Followup to: Simultaneously Right and Wrong
"The most merciful thing in the world, I think, is the inability of the human mind to correlate all its contents."
- H.P. Lovecraft, The Call of Cthulhu
There is an old yarn about two skeptics who stayed overnight in a supposedly haunted mansion, just to prove they weren't superstitious. At first, they laughed and joked with each other in the well-lit master bedroom. But around eleven, there was a thunderstorm - hardly a rare event in those parts - and all the lights went off. As it got later and later, the skeptics grew more and more nervous, until finally around midnight, the stairs leading up to their room started to creak. The two of them shot out of there and didn't stop running until they were in their car and driving away.
So the skeptics' emotions overwhelmed their rationality. That happens all the time. Is there any reason to think this story proves anything more interesting than that some skeptics are cowards?
The Koreans have a superstition called "fan death": if you sleep in a closed room with a fan on all night, you will die. Something about the fan blades shredding the oxygen molecules or something. It all sounds pretty far-fetched, but in Korea it's endorsed by everyone from doctors to the government's official consumer safety board.
I don't believe in ghosts, and I don't believe in fan death. But my reactions to spending the night in a haunted mansion and spending the night with a fan are completely different. Put me in a haunted mansion, and I'll probably run out screaming the first time something goes bump in the night1. Put me in a closed room with a fan and I'll shrug and sleep like a baby. Not because my superior rationality has conquered my fear. Because fans just plain don't kill people by chopping up oxygen, and to think otherwise is just stupid.
So although it's correct to say that the skeptics' emotions overwhelmed their rationality, they wouldn't have those emotions unless they thought on some level that ghosts were worth getting scared about.
A psychologist armed with the theory of belief-profession versus anticipation-control would conclude that I profess disbelief in ghosts to fit in with my rationalist friends, but that I anticipate being killed by a ghost if I remain in the haunted mansion. He'd dismiss my skepticism about ghosts as exactly the same sort of belief in belief afflicting the man who thinks his dragon is permeable to flour.
If this psychologist were really interested in investigating my beliefs, he might offer me X dollars to stay in the haunted mansion. This is all a thought experiment, so I can't say for certain what I would do. But when I imagine the scenario, I visualize myself still running away when X = 10, but fighting my fear and staying around when X = 1000000.

**Problems to work on:**
A) In the essay on ghosts and fan death, what does the Korean superstition say will happen to someone who sleeps in a closed room with a fan on all night?
B) Summarize the essay on ghosts and fan death in two sentences.
C) Write the next part of the essay on ghosts and fan death, picking up after its final sentence.

**Material:**
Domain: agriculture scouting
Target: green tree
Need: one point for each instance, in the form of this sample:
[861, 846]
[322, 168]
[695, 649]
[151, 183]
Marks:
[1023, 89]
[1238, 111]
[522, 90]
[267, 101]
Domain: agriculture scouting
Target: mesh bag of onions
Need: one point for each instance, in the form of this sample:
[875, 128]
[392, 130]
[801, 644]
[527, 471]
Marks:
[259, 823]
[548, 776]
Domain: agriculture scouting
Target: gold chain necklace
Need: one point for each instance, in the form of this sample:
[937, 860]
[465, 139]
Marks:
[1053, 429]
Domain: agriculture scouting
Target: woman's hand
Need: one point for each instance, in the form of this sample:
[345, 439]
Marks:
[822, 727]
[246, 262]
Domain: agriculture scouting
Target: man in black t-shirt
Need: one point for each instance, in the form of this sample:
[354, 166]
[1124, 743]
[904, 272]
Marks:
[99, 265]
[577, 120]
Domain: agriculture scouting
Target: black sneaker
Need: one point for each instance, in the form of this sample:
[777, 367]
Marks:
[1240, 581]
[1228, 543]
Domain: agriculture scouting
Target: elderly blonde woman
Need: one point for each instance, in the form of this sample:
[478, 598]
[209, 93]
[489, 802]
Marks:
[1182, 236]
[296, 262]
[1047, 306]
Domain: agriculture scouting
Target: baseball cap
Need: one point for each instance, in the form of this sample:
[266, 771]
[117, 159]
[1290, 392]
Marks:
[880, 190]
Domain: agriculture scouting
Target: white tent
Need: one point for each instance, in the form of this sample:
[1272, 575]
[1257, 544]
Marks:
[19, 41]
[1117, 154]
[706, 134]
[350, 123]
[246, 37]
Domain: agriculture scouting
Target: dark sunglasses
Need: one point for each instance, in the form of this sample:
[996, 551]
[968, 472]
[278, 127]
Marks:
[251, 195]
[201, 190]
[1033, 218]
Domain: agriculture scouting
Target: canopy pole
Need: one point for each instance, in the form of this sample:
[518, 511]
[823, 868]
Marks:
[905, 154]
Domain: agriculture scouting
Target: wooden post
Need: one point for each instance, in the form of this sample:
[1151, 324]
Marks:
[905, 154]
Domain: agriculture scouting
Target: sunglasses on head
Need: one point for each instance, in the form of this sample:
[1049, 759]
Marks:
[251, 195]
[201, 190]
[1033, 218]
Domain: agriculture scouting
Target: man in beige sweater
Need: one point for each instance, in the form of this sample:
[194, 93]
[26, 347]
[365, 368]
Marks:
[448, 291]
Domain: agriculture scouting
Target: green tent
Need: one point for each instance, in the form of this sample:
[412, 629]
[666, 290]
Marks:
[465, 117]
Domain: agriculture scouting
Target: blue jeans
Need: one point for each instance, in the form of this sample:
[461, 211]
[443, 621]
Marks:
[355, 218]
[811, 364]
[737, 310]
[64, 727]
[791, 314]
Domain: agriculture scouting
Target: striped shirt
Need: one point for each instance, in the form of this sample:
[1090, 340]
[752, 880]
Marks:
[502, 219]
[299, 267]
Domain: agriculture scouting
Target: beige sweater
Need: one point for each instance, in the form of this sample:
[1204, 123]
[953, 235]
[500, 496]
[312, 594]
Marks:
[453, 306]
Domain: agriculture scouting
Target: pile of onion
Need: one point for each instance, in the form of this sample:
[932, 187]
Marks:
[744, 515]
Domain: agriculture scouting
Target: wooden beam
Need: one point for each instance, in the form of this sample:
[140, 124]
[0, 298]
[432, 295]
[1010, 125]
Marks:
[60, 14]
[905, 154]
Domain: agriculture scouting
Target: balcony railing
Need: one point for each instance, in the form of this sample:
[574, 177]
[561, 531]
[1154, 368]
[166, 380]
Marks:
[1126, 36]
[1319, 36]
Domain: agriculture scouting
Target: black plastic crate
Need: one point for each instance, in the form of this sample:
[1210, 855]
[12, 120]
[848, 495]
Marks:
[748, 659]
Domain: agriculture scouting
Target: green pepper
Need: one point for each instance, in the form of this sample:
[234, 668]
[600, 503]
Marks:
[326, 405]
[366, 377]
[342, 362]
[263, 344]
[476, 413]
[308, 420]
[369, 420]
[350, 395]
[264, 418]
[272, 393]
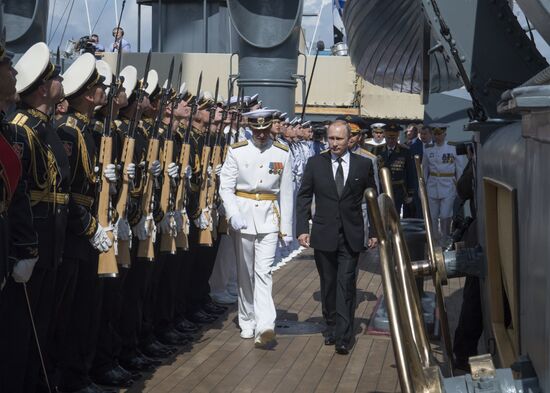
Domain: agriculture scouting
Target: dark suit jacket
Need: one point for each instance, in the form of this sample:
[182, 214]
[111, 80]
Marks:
[332, 212]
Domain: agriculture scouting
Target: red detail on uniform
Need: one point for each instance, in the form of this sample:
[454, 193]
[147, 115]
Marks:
[10, 166]
[68, 148]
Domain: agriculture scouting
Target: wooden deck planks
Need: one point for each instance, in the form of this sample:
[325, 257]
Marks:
[221, 362]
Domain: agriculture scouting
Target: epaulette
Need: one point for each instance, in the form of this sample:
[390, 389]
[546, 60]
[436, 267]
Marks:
[71, 122]
[368, 153]
[20, 119]
[280, 146]
[240, 144]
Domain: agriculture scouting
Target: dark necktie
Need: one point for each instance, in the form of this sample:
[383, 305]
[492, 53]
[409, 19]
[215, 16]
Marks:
[339, 178]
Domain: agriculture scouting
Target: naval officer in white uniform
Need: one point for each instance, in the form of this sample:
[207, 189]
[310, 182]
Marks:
[442, 168]
[257, 192]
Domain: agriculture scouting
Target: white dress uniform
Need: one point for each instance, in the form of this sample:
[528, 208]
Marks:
[441, 168]
[256, 183]
[365, 153]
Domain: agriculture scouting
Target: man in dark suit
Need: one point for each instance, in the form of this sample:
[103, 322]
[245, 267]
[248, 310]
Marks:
[416, 147]
[338, 180]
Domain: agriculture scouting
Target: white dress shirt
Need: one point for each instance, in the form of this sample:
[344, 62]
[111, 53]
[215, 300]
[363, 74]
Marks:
[345, 164]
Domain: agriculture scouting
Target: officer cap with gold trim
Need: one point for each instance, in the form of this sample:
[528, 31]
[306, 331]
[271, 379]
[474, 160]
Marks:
[438, 128]
[206, 100]
[260, 119]
[152, 88]
[392, 128]
[377, 127]
[129, 73]
[185, 94]
[34, 68]
[81, 75]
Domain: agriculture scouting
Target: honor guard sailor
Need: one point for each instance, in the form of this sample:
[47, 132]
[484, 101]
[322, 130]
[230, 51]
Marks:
[397, 158]
[257, 193]
[45, 181]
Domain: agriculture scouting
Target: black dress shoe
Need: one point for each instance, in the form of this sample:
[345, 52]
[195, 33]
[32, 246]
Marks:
[215, 309]
[134, 374]
[171, 337]
[156, 350]
[342, 349]
[201, 318]
[114, 377]
[185, 326]
[138, 363]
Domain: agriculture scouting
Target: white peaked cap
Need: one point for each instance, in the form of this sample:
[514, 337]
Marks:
[78, 74]
[152, 81]
[31, 66]
[129, 73]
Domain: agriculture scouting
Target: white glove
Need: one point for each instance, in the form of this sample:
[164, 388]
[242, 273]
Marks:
[101, 241]
[154, 168]
[109, 172]
[173, 170]
[23, 269]
[131, 171]
[188, 172]
[202, 221]
[287, 240]
[123, 229]
[237, 222]
[165, 224]
[141, 229]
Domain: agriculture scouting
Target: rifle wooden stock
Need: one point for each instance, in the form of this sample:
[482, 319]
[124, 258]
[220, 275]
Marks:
[167, 241]
[205, 235]
[123, 255]
[107, 265]
[181, 240]
[146, 248]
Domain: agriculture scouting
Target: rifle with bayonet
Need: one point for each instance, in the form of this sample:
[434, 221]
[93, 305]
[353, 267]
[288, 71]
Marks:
[205, 235]
[146, 248]
[182, 240]
[167, 203]
[107, 265]
[123, 246]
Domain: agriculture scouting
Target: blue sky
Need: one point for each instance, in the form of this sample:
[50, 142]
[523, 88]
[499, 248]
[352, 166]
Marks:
[78, 24]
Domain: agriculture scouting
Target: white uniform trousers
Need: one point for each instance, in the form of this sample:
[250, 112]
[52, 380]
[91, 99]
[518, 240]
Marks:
[442, 209]
[255, 254]
[225, 267]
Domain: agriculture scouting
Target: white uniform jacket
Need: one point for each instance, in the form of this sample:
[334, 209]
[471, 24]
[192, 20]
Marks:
[442, 168]
[252, 170]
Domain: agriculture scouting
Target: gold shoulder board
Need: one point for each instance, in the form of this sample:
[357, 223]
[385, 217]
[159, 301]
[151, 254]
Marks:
[71, 122]
[368, 153]
[239, 144]
[280, 146]
[20, 119]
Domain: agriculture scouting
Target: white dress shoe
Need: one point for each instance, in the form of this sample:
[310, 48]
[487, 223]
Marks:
[223, 298]
[264, 338]
[247, 333]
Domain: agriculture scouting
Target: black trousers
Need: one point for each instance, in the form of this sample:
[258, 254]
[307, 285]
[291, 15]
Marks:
[21, 370]
[337, 271]
[166, 289]
[133, 298]
[77, 341]
[109, 342]
[470, 322]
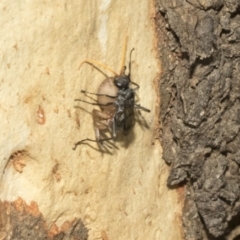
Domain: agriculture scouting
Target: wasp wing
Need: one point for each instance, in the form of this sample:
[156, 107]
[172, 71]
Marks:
[129, 116]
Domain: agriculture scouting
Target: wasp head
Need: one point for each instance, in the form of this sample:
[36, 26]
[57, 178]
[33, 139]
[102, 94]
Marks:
[122, 82]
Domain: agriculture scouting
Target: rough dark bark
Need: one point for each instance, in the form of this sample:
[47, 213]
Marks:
[200, 110]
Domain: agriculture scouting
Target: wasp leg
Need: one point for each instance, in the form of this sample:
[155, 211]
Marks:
[97, 104]
[93, 62]
[141, 108]
[98, 94]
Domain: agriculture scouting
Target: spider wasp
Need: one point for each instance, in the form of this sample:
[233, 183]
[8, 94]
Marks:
[116, 99]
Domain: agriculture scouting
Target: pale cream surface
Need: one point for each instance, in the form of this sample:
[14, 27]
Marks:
[42, 44]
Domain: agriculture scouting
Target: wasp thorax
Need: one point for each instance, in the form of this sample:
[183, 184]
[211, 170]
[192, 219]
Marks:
[122, 82]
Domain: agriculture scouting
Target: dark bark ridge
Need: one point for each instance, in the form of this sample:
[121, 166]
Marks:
[200, 110]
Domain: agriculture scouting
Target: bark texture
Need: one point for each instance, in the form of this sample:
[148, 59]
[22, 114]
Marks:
[200, 110]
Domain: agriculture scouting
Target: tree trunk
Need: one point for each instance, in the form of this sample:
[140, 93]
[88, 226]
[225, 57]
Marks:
[49, 191]
[200, 111]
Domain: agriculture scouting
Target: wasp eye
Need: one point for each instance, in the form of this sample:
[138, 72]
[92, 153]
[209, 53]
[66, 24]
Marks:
[122, 82]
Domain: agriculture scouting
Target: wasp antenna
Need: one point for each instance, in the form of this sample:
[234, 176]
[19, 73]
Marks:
[123, 56]
[94, 63]
[130, 62]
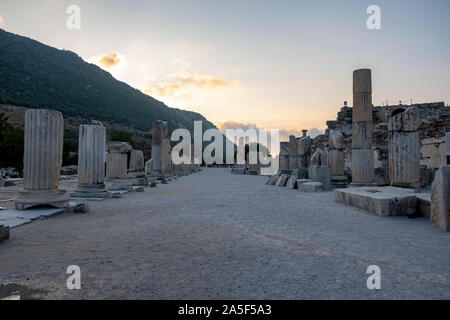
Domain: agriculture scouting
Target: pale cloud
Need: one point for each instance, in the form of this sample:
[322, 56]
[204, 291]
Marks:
[283, 133]
[108, 60]
[184, 84]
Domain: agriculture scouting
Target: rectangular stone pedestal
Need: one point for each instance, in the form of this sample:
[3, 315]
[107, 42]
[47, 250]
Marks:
[383, 201]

**Answers below:**
A) That person will die.

B) The essay contrasts two skeptics who fled a supposedly haunted mansion with the writer's calm about the Korean "fan death" superstition, arguing that the skeptics would not have felt such fear unless they thought on some level that ghosts were worth getting scared about. It then imagines a psychologist who would dismiss the writer's disbelief in ghosts as belief in belief, and describes a thought experiment in which the writer pictures still running away from the mansion for 10 dollars but staying for 1000000.

C)
This looks suspiciously like I'm making an expected utility calculation. Probability of being killed by ghost * value of my life, compared to a million dollars. It also looks like I'm using a rather high number for (probability of being killed by ghost): certainly still less than .5, but much greater than the <.001 I would consciously assign it. Is my mind haunted by an invisible probability of ghosts, ready to jump out and terrify me into making irrational decisions?
How can I defend myself against the psychologist's accusation that I merely profess a disbelief in ghosts? Well, while I am running in terror out of the mansion, a bookie runs up beside me. He offers me a bet: he will go back in and check to see if there is a ghost. If there isn't, he owes me $100. If there is, I owe him $10,000 (payable to his next of kin). Do I take the bet?
Thought experiments don't always work, but I imagine myself taking the bet. I assign a less than 1/100 chance to the existence of ghosts, so it's probably a good deal. The fact that I am running away from a ghost as I do the calculation changes the odds not at all.
But if that's true, we're now up to three different levels of belief. The one I profess to my friends, the one that controls my anticipation, and the one that influences my emotions.
There are no ghosts, profess skepticism.
There are no ghosts, take the bet.
There are ghosts, run for your life!
Footnote
1: I worry when writing this that I may be alone among Less Wrong community members, and that the rest of the community would remain in the mansion with minimal discomfort. If "run screaming out of the mansion" is too dramatic for you, will you agree that you might, after the floorboards get especially creaky, feel a tiny urge to light a candle or turn on a flashlight? Even that is enough to preserve the point I am trying to make here.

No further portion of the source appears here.